**Sunulan metin**:
_ _ _ _ _

Yenileşim (inovasyon) uzun bir sosyal süreçtir. Louis’nin dünyaya armağan ettiği yeniliğin de, hayata geçmesi bir ömür sürmüştü.
1812 yılıydı. Fransa’nın Coupvray kasabasında yaşayan Louis henüz 3 yaşındaydı. Babası bölgedeki en iyi koşum takımı üreticilerinden biriydi. Koşum takımlarının yanı sıra atlar için dizginler, eyerler ve tasmalar yapıyordu. Bir gün, babası bir müşteriye yardım etmek için atölyenin dışına çıktığı bir anda, Louis, tıpkı babasının yaptığı gibi bir deri parçasına delik açmak için şansını denemeye karar verdi. Delici aleti aldı ve derinin üstüne bastırdı; ama olmadı. Babasının gücüne sahip değildi. Biraz daha kuvvet uygulayarak tekrar denedi, olmadı. Daha çok zorladı ve alet elinden kayıp sol gözüne saplandı. Louis acıyla çığlık attı. Kısa bir süre sonra tüm ailesi – annesi, babası, iki kız kardeşi ve erkek kardeşi – başında toplanmış panik içinde ona yardımcı olmaya çalışıyordu.

_ _ _ _ _

Fotoğraflar için nokta işaretlemeleri:
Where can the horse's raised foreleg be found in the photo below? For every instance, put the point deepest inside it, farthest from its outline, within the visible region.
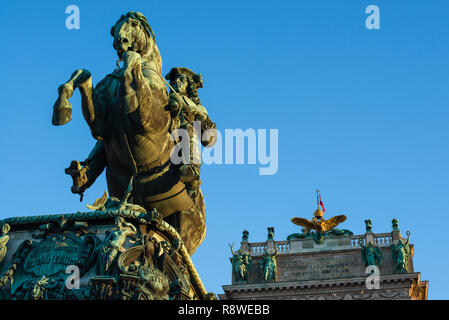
(62, 109)
(140, 94)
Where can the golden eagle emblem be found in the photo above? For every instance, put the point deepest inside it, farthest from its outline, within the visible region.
(318, 223)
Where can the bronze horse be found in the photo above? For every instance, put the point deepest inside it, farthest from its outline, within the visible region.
(127, 116)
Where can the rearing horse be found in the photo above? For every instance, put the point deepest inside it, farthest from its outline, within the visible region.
(126, 115)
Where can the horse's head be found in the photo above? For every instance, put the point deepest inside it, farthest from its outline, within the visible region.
(132, 32)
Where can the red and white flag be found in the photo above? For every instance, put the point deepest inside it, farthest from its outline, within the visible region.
(320, 201)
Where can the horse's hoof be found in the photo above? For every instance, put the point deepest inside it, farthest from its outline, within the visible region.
(62, 112)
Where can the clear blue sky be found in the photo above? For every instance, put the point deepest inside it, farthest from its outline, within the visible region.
(362, 114)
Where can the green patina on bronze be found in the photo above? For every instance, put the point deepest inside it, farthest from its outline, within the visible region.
(241, 264)
(268, 265)
(132, 115)
(400, 252)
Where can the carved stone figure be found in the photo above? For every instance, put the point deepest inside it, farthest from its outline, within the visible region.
(269, 266)
(401, 252)
(245, 236)
(368, 225)
(371, 254)
(395, 224)
(113, 243)
(4, 238)
(126, 113)
(241, 264)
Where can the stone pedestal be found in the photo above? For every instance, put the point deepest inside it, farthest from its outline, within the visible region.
(110, 254)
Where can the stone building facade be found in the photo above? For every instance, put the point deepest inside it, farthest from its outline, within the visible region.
(332, 270)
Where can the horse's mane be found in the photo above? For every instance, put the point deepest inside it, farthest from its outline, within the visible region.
(154, 58)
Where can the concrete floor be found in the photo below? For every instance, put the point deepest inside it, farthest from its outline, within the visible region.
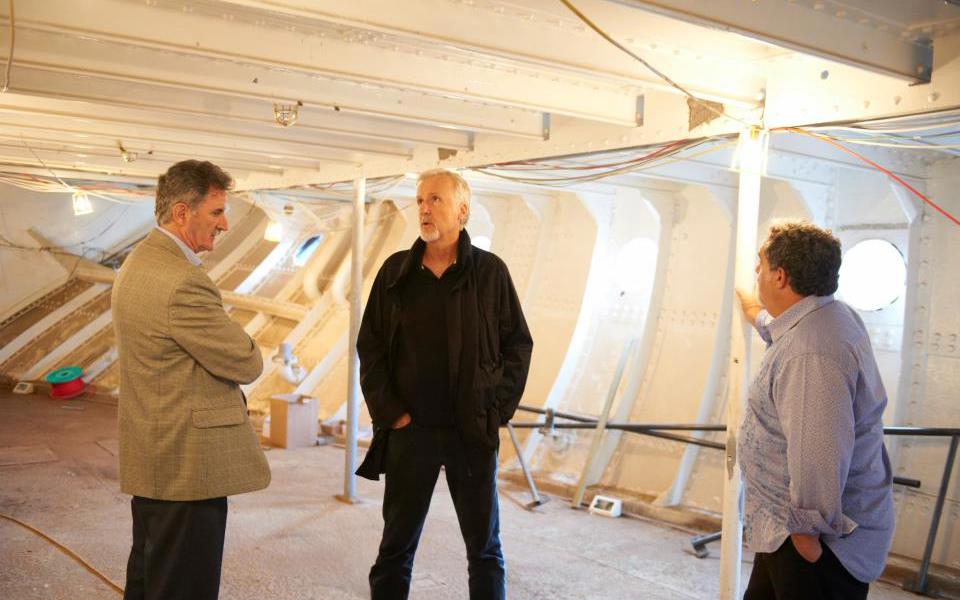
(295, 541)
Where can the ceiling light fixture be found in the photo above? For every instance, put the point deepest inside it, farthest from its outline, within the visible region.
(273, 232)
(286, 115)
(127, 155)
(81, 203)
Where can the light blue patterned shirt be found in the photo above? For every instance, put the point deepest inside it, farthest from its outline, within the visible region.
(811, 444)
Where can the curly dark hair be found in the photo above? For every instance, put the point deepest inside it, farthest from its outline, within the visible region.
(188, 181)
(809, 255)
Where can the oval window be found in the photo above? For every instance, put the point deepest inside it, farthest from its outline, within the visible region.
(306, 250)
(873, 275)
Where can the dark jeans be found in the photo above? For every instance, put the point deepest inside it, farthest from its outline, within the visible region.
(177, 549)
(414, 458)
(785, 575)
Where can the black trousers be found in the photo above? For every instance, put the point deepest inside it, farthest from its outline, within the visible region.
(785, 575)
(414, 458)
(177, 549)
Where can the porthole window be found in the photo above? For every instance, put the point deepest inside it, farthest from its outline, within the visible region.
(306, 250)
(873, 275)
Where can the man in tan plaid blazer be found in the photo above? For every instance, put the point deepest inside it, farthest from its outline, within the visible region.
(185, 440)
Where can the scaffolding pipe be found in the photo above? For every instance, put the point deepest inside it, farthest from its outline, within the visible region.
(353, 381)
(750, 152)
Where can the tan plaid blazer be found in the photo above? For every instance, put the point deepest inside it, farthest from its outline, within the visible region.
(184, 431)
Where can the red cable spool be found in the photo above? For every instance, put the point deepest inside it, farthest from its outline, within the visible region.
(66, 383)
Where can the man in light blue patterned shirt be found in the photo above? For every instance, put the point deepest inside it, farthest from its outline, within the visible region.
(818, 506)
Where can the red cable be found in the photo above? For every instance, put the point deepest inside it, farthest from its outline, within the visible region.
(879, 168)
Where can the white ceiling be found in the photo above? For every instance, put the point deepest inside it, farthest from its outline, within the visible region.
(389, 87)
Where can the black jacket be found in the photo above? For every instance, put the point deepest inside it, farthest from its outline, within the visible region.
(489, 347)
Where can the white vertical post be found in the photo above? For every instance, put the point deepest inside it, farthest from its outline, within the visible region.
(751, 150)
(353, 381)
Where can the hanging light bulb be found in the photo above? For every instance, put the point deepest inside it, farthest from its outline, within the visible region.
(274, 232)
(752, 150)
(81, 203)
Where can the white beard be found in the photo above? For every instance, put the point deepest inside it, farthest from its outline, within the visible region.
(432, 236)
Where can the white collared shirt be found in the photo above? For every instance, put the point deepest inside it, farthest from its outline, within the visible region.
(190, 254)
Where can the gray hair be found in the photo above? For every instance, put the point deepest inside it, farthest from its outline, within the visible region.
(187, 182)
(461, 189)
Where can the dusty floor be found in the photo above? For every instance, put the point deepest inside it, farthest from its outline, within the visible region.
(295, 541)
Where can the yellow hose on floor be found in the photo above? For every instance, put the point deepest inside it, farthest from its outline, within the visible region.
(66, 551)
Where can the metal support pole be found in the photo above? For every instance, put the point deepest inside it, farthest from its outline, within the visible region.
(601, 425)
(920, 586)
(353, 382)
(537, 498)
(750, 150)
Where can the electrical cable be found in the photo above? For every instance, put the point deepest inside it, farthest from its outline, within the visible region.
(66, 551)
(666, 154)
(880, 168)
(13, 35)
(654, 70)
(64, 183)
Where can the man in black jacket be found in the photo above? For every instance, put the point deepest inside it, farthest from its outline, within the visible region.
(444, 354)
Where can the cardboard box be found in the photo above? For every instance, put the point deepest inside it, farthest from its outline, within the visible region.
(293, 421)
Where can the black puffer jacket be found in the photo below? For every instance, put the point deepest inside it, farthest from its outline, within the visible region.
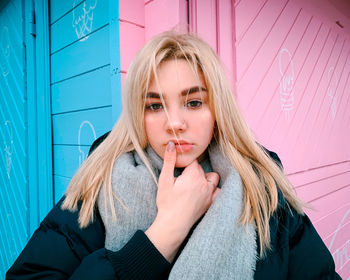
(59, 249)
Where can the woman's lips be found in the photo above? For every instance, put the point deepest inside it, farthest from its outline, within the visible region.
(183, 147)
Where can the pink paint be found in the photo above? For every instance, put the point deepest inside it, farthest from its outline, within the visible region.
(162, 15)
(291, 62)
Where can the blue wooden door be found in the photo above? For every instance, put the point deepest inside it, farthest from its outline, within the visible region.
(13, 126)
(83, 47)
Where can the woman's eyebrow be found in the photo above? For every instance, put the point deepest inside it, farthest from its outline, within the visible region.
(192, 90)
(185, 92)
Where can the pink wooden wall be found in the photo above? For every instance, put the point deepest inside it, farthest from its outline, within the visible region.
(293, 85)
(291, 62)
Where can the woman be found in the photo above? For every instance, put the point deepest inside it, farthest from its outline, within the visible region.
(179, 189)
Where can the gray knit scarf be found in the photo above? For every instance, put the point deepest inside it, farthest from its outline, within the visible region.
(219, 247)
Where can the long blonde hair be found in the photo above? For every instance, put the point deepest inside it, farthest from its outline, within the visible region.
(260, 175)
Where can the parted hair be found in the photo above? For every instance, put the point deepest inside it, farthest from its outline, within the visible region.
(261, 176)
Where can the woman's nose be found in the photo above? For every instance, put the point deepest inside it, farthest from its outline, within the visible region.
(175, 121)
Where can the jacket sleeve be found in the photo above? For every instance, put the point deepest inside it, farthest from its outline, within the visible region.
(59, 249)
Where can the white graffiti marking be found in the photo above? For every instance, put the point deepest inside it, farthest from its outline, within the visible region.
(8, 146)
(333, 81)
(82, 155)
(83, 17)
(286, 68)
(5, 50)
(340, 256)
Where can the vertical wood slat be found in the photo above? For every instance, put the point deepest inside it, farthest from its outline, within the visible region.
(13, 127)
(312, 140)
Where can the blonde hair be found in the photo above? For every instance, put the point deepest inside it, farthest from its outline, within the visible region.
(261, 176)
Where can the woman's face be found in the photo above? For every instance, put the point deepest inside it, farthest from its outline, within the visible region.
(186, 119)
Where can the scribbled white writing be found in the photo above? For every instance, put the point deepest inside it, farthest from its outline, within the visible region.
(83, 16)
(286, 68)
(8, 146)
(82, 155)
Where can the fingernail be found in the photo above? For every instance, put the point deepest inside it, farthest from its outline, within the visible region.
(170, 147)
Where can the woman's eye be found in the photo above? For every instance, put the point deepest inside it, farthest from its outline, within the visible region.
(194, 104)
(154, 106)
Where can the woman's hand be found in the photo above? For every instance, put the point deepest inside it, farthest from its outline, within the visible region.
(181, 202)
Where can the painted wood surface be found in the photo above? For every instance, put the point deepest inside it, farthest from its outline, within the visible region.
(293, 85)
(82, 81)
(13, 133)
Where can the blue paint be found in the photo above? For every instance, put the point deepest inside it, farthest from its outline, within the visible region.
(79, 23)
(115, 60)
(77, 82)
(13, 119)
(59, 8)
(43, 114)
(80, 93)
(61, 184)
(81, 57)
(67, 127)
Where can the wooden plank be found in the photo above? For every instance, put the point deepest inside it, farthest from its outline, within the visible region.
(79, 23)
(310, 176)
(162, 15)
(81, 57)
(58, 8)
(82, 127)
(132, 39)
(203, 20)
(246, 12)
(262, 77)
(257, 34)
(67, 159)
(132, 11)
(328, 204)
(86, 91)
(60, 186)
(324, 186)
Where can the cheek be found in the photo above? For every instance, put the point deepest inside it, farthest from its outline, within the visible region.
(207, 122)
(152, 127)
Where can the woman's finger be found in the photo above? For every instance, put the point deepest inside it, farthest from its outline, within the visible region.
(166, 176)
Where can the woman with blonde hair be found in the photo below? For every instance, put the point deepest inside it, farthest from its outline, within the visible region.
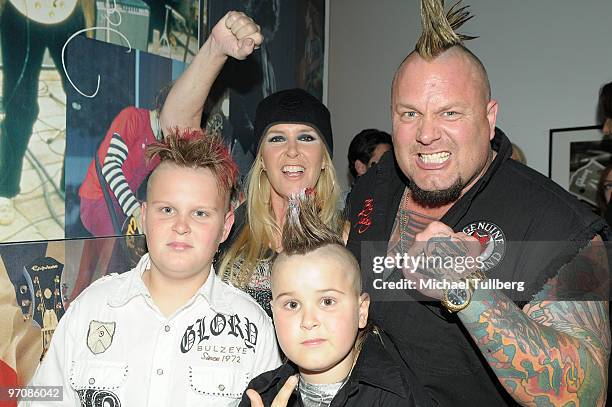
(294, 153)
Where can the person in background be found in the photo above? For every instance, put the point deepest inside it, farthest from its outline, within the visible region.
(365, 150)
(121, 155)
(517, 154)
(294, 151)
(24, 39)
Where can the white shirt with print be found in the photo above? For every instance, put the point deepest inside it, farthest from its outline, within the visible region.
(114, 346)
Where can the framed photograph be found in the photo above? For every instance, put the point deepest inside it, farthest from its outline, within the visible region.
(577, 157)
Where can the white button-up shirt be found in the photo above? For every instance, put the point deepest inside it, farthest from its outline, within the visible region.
(114, 345)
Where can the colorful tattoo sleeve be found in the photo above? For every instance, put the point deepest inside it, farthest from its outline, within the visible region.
(553, 352)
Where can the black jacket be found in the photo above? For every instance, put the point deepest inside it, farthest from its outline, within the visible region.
(376, 380)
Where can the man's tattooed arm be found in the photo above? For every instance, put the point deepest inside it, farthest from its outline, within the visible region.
(553, 352)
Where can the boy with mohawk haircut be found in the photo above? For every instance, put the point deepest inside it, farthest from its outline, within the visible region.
(321, 319)
(168, 331)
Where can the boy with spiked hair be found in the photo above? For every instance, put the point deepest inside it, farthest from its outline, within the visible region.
(168, 331)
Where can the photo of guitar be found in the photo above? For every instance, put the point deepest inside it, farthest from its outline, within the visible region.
(41, 296)
(45, 11)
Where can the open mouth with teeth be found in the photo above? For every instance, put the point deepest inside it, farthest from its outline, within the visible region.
(435, 158)
(292, 170)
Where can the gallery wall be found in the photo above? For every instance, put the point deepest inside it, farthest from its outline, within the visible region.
(546, 61)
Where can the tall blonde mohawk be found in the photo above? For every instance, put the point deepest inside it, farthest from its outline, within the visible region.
(439, 30)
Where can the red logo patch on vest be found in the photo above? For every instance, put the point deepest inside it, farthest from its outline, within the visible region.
(492, 242)
(364, 217)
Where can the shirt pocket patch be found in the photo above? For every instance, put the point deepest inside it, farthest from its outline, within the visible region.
(218, 382)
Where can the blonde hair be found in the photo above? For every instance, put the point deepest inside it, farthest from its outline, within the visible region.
(439, 30)
(261, 229)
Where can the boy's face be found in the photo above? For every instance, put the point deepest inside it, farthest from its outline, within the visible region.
(317, 312)
(185, 218)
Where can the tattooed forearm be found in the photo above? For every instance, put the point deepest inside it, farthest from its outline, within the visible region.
(552, 353)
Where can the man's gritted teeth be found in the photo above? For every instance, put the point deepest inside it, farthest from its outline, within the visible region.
(434, 158)
(293, 170)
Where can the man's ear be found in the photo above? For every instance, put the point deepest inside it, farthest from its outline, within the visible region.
(227, 225)
(492, 117)
(143, 217)
(364, 309)
(360, 167)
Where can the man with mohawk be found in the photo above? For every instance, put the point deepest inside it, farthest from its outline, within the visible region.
(527, 322)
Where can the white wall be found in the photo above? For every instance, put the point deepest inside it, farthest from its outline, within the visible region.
(546, 61)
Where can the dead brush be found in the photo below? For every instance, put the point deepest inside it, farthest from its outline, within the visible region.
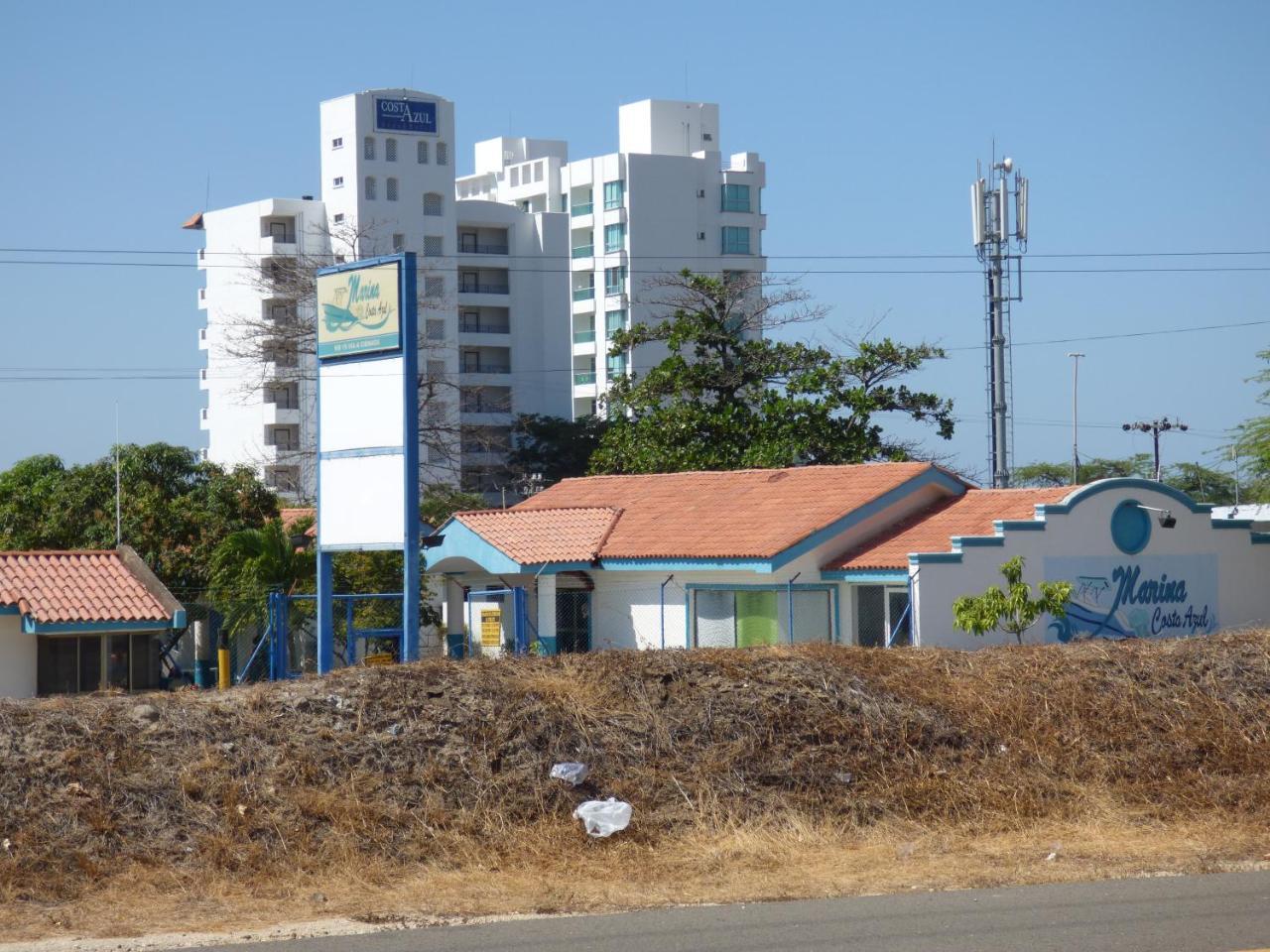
(729, 758)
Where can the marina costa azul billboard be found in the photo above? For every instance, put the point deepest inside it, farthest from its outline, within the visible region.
(413, 116)
(359, 311)
(1135, 597)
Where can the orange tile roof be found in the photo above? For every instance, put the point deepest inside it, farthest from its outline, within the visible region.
(933, 529)
(738, 515)
(75, 587)
(531, 536)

_ _ _ _ _

**Amaç A**:
Louis hakkındaki metne göre aşağıdaki soruları yanıtlayınız.
(i) Louis hangi kasabada yaşıyordu?
(ii) Louis'nin babası koşum takımlarının yanı sıra atlar için neler yapıyordu?
(iii) Louis'nin elinden kayan delici alet nereye saplandı?
**Amaç B**:
Louis hakkındaki metinden, "1812 yılıydı. Fransa’nın" sözcüklerini içeren ifadeyle başlayıp "yardımcı olmaya çalışıyordu." ile biten bölümü hiç değiştirmeden aktarınız.
**Amaç C**:
Louis hakkındaki metne göre Louis'nin deriye delik açma girişimi ilk denemede neden sonuç vermedi? Bir ila üç cümleyle açıklayınız.

**Doğru cevap A**:
(i) Fransa'nın Coupvray kasabasında.
(ii) Dizginler, eyerler ve tasmalar.
(iii) Sol gözüne.

**Doğru cevap B**:
1812 yılıydı. Fransa’nın Coupvray kasabasında yaşayan Louis henüz 3 yaşındaydı. Babası bölgedeki en iyi koşum takımı üreticilerinden biriydi. Koşum takımlarının yanı sıra atlar için dizginler, eyerler ve tasmalar yapıyordu. Bir gün, babası bir müşteriye yardım etmek için atölyenin dışına çıktığı bir anda, Louis, tıpkı babasının yaptığı gibi bir deri parçasına delik açmak için şansını denemeye karar verdi. Delici aleti aldı ve derinin üstüne bastırdı; ama olmadı. Babasının gücüne sahip değildi. Biraz daha kuvvet uygulayarak tekrar denedi, olmadı. Daha çok zorladı ve alet elinden kayıp sol gözüne saplandı. Louis acıyla çığlık attı. Kısa bir süre sonra tüm ailesi – annesi, babası, iki kız kardeşi ve erkek kardeşi – başında toplanmış panik içinde ona yardımcı olmaya çalışıyordu.

**Doğru cevap C**:
Louis, delici aleti derinin üstüne bastırdığında delik açamadı, çünkü babasının gücüne sahip değildi.